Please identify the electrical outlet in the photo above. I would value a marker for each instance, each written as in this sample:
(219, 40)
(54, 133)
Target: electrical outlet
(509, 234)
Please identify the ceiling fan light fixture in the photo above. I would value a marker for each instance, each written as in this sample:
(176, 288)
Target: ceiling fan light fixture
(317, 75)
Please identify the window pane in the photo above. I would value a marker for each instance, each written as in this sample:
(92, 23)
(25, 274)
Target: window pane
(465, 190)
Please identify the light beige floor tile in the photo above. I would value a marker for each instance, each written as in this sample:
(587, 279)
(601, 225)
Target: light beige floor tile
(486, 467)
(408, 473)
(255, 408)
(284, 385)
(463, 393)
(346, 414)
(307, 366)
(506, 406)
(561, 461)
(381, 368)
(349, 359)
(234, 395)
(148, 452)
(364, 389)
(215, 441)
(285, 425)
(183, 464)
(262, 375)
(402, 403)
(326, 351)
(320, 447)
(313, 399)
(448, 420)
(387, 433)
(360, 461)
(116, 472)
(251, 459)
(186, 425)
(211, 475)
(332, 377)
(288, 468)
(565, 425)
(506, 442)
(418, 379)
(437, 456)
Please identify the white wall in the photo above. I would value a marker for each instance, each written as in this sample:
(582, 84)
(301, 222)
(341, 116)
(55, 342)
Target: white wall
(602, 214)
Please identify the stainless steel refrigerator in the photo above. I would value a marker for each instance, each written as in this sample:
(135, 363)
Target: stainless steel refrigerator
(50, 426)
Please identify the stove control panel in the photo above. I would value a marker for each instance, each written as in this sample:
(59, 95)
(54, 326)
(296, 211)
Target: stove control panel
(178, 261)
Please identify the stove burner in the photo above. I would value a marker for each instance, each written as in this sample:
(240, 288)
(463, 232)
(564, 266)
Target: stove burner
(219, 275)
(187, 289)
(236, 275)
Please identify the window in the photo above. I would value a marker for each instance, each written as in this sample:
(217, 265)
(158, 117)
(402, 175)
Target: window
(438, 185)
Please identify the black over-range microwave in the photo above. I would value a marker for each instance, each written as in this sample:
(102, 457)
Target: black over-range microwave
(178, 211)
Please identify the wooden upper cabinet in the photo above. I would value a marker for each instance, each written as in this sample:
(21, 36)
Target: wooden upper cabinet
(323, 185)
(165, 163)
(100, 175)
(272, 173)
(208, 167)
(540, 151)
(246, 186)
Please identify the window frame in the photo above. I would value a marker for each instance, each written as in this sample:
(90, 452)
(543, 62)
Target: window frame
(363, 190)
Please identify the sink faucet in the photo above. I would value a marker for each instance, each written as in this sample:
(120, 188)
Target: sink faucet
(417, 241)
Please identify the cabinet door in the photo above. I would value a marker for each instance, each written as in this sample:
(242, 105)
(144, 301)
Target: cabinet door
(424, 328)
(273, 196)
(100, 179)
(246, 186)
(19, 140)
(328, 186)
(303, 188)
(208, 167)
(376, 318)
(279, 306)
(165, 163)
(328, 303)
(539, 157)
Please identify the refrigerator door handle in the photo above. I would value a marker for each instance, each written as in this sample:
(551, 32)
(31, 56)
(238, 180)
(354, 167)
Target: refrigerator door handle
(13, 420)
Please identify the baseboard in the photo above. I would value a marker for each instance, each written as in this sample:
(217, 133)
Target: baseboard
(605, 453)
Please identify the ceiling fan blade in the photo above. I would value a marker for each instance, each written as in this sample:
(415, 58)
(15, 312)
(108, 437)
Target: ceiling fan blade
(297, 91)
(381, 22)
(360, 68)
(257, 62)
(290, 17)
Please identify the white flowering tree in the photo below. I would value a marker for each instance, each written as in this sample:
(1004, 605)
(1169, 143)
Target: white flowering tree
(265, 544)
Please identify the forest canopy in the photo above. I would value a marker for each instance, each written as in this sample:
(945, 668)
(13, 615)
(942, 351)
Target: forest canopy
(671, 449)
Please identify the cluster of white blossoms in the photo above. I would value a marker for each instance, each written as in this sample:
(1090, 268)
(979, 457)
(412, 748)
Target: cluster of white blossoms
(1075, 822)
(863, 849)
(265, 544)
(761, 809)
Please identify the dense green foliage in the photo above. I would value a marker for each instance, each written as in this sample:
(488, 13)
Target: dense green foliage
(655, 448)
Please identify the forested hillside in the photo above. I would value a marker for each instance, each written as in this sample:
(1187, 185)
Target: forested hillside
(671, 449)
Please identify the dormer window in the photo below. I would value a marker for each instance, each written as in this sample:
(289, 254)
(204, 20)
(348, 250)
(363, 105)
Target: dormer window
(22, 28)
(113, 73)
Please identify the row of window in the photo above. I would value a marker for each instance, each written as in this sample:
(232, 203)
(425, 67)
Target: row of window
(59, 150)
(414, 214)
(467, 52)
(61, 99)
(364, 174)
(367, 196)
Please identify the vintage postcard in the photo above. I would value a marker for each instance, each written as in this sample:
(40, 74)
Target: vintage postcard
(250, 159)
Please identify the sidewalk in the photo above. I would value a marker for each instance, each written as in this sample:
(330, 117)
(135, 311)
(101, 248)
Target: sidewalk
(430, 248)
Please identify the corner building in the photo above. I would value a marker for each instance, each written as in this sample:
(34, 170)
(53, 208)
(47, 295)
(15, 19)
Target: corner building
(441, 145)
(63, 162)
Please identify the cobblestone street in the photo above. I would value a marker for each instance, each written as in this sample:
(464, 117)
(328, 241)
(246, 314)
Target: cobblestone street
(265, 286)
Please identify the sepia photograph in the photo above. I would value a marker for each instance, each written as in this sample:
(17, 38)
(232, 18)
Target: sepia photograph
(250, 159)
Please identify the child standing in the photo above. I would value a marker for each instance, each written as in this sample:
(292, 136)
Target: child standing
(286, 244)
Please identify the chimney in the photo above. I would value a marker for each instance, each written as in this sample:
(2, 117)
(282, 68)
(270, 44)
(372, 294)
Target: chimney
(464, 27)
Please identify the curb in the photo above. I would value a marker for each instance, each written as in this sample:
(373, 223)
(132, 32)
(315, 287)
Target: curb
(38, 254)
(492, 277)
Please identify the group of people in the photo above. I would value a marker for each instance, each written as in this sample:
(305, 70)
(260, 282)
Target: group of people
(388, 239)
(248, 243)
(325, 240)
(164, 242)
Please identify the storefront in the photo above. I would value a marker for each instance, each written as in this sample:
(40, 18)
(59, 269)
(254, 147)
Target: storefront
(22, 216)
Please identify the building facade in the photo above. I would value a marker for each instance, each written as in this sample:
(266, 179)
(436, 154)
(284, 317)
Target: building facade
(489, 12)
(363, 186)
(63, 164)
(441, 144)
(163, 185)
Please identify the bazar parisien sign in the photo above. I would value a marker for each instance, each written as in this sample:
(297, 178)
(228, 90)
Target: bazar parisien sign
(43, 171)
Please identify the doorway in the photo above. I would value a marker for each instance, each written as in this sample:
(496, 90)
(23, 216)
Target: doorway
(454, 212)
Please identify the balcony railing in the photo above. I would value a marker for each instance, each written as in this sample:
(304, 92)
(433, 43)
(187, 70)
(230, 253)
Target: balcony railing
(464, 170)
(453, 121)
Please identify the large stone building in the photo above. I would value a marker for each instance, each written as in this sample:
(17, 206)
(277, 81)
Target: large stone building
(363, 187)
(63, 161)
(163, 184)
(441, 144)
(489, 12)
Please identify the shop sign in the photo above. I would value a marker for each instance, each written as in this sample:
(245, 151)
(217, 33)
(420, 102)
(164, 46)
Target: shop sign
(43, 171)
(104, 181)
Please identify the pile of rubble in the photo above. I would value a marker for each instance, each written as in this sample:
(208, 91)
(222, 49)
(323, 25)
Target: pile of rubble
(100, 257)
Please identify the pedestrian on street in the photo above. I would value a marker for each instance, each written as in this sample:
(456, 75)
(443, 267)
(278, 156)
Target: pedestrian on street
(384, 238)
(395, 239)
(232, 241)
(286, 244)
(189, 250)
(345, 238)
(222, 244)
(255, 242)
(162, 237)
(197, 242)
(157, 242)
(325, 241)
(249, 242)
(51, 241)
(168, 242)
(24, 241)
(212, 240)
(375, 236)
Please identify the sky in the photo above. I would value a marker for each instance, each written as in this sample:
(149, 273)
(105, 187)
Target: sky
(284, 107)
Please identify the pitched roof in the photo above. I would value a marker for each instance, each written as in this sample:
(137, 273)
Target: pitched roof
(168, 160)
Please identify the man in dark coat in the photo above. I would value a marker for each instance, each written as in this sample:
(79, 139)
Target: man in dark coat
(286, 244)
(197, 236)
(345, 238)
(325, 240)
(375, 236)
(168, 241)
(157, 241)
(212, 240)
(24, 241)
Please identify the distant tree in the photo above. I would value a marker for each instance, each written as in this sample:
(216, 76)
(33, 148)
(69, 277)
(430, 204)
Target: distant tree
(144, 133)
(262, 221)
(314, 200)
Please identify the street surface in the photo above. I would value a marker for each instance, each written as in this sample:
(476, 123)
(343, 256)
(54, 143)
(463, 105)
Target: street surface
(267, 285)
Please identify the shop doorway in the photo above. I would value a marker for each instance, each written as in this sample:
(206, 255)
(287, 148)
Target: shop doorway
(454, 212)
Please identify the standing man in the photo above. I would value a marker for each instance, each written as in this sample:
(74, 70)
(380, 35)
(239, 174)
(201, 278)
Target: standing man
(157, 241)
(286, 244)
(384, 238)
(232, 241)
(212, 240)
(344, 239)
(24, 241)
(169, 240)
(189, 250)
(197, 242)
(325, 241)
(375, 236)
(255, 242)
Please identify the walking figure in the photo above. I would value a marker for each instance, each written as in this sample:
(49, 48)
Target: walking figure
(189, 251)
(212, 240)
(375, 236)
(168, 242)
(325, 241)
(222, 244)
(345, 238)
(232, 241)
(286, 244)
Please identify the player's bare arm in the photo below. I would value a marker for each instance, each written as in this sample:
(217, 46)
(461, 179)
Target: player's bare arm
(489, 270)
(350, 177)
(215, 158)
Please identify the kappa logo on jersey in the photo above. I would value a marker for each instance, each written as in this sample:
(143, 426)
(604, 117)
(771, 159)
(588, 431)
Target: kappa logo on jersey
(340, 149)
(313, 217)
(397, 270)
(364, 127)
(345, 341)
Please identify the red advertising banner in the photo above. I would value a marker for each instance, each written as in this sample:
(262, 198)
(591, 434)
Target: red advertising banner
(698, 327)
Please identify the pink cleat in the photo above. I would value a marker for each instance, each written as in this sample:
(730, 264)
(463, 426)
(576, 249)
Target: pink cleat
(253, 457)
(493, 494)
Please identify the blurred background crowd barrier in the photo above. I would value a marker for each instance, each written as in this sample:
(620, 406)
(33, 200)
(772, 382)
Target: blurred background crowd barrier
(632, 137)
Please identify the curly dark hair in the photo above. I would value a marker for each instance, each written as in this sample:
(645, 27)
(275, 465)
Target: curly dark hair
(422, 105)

---*---

Lines from the one with "Please identify the curly" through the last line of the listing above: return these exactly, and nothing else.

**Output for this exercise:**
Please identify the curly dark hair in the photo above. I would value a marker for each instance, each written as in this sample:
(645, 27)
(275, 465)
Target: curly dark hair
(422, 105)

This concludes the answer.